**What you need to do**:
Copy out the entries below, word for word, from the line containing "sheet in the photo above." down to the line containing "post in the photo above.", including both of those lines.

######

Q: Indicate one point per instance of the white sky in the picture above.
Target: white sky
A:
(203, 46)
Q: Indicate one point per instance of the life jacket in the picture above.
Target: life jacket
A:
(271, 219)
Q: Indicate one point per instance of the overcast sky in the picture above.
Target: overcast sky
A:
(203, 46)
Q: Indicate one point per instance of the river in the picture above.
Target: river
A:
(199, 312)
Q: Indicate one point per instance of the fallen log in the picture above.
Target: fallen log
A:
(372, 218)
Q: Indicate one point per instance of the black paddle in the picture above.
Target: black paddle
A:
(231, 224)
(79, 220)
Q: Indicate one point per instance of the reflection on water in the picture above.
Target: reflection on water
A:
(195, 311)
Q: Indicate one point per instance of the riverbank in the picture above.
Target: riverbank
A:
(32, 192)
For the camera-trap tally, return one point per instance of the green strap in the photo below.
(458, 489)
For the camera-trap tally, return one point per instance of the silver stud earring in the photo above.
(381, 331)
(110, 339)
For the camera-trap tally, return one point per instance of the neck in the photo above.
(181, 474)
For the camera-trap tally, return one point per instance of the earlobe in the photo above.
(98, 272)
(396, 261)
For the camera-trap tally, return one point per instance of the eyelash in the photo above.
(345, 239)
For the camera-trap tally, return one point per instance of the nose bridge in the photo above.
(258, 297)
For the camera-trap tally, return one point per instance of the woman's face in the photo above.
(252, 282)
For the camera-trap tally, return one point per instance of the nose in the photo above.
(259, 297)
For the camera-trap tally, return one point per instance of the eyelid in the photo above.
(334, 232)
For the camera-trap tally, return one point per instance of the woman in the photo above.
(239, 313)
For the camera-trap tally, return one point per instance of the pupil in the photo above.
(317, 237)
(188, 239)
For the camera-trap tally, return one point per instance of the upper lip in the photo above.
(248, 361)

######

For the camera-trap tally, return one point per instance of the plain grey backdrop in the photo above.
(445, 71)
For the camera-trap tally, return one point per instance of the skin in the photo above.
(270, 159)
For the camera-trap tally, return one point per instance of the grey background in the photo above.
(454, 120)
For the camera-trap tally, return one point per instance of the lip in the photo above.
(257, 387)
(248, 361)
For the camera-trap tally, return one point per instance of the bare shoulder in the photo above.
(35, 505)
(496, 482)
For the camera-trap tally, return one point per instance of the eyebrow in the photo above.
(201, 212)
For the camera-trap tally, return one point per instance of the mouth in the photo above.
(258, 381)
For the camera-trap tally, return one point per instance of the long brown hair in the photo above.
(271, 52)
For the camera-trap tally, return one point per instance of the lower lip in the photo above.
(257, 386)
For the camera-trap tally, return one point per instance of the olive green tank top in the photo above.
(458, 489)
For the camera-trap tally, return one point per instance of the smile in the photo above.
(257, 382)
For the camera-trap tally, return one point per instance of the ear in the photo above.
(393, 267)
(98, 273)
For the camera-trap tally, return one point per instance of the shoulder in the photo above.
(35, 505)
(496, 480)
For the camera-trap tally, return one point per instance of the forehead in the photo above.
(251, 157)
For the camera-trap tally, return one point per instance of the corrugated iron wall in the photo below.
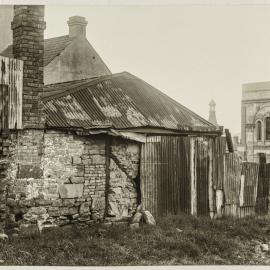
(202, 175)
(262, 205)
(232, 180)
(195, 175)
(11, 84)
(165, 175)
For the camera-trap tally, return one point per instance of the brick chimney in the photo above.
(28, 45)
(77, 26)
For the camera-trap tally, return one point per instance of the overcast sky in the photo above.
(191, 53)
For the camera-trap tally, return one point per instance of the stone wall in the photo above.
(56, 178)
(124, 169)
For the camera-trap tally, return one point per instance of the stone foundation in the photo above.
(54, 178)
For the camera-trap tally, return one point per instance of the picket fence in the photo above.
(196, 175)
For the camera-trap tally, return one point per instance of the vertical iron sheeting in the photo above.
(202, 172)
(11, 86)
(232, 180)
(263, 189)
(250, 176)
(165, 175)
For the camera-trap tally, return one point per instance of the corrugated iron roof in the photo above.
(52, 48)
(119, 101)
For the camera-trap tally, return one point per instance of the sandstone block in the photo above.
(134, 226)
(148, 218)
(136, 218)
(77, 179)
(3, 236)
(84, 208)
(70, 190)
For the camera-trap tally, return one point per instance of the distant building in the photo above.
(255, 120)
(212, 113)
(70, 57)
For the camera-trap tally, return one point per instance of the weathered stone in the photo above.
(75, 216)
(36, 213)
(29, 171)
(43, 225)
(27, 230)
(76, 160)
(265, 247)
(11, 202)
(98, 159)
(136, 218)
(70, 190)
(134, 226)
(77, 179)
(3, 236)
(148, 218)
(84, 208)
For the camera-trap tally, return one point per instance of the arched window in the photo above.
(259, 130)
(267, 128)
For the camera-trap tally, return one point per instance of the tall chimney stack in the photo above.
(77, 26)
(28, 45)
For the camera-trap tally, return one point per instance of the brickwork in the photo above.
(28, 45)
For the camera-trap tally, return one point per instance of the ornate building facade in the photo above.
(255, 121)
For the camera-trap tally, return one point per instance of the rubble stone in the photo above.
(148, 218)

######

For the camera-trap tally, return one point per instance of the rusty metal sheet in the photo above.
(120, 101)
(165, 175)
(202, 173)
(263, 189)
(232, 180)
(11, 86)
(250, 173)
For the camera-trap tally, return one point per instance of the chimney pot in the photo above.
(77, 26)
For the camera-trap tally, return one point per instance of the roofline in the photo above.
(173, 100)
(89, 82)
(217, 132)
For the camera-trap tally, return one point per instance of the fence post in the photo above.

######

**Solution to this task**:
For the camera-trap tally, return one point per instance of the rusty metal sheet in the photo above.
(120, 101)
(165, 175)
(202, 173)
(263, 189)
(232, 180)
(11, 86)
(250, 173)
For the camera-trap tally, return one point per instance of the chimney pot in the photo above.
(77, 26)
For the camera-trap tally, return one point per instance of the roofline in the photo above.
(173, 100)
(89, 82)
(217, 132)
For the camera-trap tally, return one point per instance of the fence post in the photo above.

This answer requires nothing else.